#### Список строк ####
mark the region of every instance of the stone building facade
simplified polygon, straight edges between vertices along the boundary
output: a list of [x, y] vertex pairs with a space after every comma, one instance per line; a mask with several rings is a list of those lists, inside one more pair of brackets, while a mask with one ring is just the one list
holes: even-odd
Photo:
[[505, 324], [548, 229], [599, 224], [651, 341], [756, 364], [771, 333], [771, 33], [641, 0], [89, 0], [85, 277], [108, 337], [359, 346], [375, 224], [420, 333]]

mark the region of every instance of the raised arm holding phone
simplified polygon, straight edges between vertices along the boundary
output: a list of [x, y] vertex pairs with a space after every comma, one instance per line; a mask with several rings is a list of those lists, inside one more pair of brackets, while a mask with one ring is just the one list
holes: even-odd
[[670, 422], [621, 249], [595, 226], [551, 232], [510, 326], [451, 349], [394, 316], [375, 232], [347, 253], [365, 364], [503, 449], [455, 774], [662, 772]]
####
-- Условие задания --
Перенесите все строки выше в таблицу Markdown со столбцами «№» и «Строка», указав порядковый номер и текст каждой. Пустые строки в таблицу не включайте.

-- Результат задания --
| № | Строка |
|---|---|
| 1 | mark the region of every instance of the stone building facade |
| 2 | simplified polygon, straight edges between vertices along the boundary |
| 3 | output: a list of [x, y] vertex pairs with a space after every comma, one instance per line; a mask with several rings is a list of those lists, inside one more pair of brackets, while a mask with one ring is just the one list |
| 4 | holes: even-odd |
| 5 | Photo: |
| 6 | [[505, 324], [548, 229], [599, 224], [651, 341], [756, 364], [771, 333], [771, 33], [641, 0], [89, 0], [85, 277], [108, 337], [359, 346], [375, 224], [420, 333]] |
| 7 | mark the region of every instance of the raised arm holding phone |
| 8 | simplified polygon, straight edges between vertices along the boundary |
| 9 | output: a list of [x, y] vertex pairs with a space after every comma, one instance per line; a mask with several rings is a list of those lists, inside one more pair of brackets, while a mask with one ring is just the one list |
| 10 | holes: even-odd |
| 11 | [[670, 422], [621, 249], [595, 226], [551, 232], [510, 326], [451, 349], [394, 316], [375, 232], [347, 253], [365, 364], [503, 449], [455, 774], [662, 772]] |